WORK TO BE COMPLETED
In the passage on diSPIM microscopy, copy the text between "Shroff’s recent advancements, including" and "the worm embryo.", inclusive, changing "rapid" to "fast".

Shroff’s recent advancements, including dual-view inverted selective plane illumination microcopy (diSPIM), have allowed researchers to look at living organisms at high resolution with minimal damage to the sample. He was able to accomplish this by using a second view of the sample. In its most basic form, SPIM uses a thin sheet of light that moves relative to the sample—only exposing the area to light as it is being imaged, instead of the whole sample at once. By adding additional optics and creating computer software that combined the views from the two lenses, Shroff was able to dramatically improve the resolution of the microscope while maintaining rapid imaging speed—without significantly increasing exposure to light. This made it easier to clearly visualize the neurons in the worm embryo.
When he developed the diSPIM technology in 2013, he helped translate the technology for Colón-Ramos and his team, who eventually built an improved version in their lab. This enabled them to observe the connectome in real time. Thanks to this new diSPIM technology, the researchers could now image the orchestrated dance that coordinates the assembly of the C. elegans brain. Seeing how the neurons developed helped them to understand factors that are important in organizing brain structure and coordinating its development.

DATASET EXTRACT
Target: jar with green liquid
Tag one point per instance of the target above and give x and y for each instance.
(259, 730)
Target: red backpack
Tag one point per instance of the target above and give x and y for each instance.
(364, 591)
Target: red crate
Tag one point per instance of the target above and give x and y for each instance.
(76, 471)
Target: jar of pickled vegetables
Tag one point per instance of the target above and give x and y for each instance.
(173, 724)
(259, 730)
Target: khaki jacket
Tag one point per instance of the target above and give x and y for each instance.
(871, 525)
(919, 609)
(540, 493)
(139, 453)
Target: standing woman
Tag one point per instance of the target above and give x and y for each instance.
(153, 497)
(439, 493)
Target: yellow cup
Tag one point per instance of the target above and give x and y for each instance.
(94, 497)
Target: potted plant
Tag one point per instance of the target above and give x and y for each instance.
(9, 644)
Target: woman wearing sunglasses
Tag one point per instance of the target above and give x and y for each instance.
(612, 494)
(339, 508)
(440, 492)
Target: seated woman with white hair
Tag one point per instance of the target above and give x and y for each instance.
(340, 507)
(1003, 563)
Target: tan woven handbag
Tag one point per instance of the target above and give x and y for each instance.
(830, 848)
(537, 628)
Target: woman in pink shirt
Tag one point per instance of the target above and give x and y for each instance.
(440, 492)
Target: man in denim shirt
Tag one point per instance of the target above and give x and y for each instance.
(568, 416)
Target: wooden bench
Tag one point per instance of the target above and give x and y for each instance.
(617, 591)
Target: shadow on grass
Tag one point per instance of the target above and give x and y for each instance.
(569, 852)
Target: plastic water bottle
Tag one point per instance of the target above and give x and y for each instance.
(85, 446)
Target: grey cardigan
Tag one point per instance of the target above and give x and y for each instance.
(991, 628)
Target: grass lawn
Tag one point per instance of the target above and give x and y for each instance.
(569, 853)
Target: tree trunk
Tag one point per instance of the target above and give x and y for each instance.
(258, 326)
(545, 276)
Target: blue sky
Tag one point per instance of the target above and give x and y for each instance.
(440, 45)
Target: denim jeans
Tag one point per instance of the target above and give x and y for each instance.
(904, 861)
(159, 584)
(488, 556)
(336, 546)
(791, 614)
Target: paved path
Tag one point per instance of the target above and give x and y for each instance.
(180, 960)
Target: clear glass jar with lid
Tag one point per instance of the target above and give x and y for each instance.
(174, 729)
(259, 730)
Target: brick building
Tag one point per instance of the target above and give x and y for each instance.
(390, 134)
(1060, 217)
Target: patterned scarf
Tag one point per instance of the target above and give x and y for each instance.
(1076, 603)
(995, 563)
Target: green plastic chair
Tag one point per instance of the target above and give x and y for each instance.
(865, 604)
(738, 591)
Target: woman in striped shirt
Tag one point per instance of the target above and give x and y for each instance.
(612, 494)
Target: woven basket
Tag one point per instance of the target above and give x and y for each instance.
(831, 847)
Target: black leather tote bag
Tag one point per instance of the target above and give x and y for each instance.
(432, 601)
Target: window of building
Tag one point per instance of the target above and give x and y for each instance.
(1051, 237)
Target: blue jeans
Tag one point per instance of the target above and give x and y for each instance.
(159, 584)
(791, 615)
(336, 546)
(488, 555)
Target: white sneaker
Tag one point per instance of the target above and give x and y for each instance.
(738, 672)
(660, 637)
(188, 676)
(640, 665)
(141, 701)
* * *
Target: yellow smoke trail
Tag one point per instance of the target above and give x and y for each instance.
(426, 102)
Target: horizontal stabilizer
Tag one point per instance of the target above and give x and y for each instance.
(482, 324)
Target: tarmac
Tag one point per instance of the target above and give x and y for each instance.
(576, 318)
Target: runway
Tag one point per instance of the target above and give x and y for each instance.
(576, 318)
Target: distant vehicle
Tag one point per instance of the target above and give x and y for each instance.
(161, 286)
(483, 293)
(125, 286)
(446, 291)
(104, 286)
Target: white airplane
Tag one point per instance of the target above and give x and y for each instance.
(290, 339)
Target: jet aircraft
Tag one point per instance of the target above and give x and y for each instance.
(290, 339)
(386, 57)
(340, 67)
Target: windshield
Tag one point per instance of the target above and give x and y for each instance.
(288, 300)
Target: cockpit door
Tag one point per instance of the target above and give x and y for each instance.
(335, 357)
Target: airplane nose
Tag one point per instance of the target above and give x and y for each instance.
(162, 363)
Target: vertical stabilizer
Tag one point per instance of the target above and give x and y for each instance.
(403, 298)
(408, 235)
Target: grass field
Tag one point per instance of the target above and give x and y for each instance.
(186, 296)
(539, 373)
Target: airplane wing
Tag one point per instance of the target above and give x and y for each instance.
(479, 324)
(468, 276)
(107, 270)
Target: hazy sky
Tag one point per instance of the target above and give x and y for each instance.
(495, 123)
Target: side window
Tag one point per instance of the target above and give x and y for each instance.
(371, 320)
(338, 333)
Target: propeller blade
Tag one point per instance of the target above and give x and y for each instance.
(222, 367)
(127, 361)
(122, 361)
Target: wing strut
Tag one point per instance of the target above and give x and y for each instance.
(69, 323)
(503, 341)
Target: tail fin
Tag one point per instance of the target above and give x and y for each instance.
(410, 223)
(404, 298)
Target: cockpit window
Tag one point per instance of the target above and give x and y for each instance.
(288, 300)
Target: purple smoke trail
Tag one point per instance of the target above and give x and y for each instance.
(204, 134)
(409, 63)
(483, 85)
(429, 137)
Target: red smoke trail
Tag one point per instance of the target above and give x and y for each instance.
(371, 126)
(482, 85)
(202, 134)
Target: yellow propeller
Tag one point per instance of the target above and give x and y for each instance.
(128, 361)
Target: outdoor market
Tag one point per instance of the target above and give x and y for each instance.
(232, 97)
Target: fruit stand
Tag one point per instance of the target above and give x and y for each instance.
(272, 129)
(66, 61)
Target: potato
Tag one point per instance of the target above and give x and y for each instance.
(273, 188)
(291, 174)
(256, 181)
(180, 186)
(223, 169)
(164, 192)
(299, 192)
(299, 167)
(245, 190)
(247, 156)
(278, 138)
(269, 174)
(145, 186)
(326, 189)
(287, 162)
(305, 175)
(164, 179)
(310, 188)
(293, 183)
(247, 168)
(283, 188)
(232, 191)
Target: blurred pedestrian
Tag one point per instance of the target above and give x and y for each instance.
--
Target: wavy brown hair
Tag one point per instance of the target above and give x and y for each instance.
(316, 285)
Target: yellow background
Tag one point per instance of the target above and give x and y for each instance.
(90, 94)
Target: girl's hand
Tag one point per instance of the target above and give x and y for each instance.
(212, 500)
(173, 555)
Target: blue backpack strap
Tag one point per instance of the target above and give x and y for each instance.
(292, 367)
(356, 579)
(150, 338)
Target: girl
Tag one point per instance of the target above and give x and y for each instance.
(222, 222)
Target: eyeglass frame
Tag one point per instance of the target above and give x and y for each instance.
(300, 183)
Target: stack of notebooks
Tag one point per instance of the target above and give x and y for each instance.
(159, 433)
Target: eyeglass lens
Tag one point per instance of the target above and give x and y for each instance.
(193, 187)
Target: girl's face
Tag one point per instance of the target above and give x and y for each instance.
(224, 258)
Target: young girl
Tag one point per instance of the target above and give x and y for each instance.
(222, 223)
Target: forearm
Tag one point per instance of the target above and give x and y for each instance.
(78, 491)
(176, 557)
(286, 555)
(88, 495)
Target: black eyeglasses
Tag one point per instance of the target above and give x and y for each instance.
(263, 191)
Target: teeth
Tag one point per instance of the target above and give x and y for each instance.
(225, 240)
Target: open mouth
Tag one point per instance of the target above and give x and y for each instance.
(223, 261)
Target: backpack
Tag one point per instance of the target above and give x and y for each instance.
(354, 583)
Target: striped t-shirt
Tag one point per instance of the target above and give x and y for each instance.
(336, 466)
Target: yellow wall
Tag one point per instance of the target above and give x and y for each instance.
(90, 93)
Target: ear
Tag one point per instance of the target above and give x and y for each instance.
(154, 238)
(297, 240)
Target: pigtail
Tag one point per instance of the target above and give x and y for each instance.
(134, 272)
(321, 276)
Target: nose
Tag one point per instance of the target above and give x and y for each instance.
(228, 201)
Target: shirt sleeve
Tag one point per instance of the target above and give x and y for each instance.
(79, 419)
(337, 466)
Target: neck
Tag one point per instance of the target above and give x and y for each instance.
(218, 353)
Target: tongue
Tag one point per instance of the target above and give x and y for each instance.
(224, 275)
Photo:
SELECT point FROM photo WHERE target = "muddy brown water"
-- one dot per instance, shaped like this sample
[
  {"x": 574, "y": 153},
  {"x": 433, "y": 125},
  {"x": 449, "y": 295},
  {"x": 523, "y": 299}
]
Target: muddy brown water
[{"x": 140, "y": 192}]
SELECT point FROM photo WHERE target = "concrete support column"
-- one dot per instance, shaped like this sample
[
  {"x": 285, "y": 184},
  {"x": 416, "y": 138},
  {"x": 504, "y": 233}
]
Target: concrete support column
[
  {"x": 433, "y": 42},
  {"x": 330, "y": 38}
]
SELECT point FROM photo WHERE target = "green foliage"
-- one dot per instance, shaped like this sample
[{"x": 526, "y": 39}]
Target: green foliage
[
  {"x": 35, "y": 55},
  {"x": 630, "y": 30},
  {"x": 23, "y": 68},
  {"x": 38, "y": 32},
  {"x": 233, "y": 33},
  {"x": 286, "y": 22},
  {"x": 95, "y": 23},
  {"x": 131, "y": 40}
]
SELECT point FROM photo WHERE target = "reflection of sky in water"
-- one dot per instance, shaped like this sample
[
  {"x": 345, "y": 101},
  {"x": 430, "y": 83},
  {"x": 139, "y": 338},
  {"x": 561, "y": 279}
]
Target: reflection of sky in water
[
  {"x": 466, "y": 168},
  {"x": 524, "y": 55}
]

RESULT OF THE TASK
Shroff’s recent advancements, including dual-view inverted selective plane illumination microcopy (diSPIM), have allowed researchers to look at living organisms at high resolution with minimal damage to the sample. He was able to accomplish this by using a second view of the sample. In its most basic form, SPIM uses a thin sheet of light that moves relative to the sample—only exposing the area to light as it is being imaged, instead of the whole sample at once. By adding additional optics and creating computer software that combined the views from the two lenses, Shroff was able to dramatically improve the resolution of the microscope while maintaining fast imaging speed—without significantly increasing exposure to light. This made it easier to clearly visualize the neurons in the worm embryo.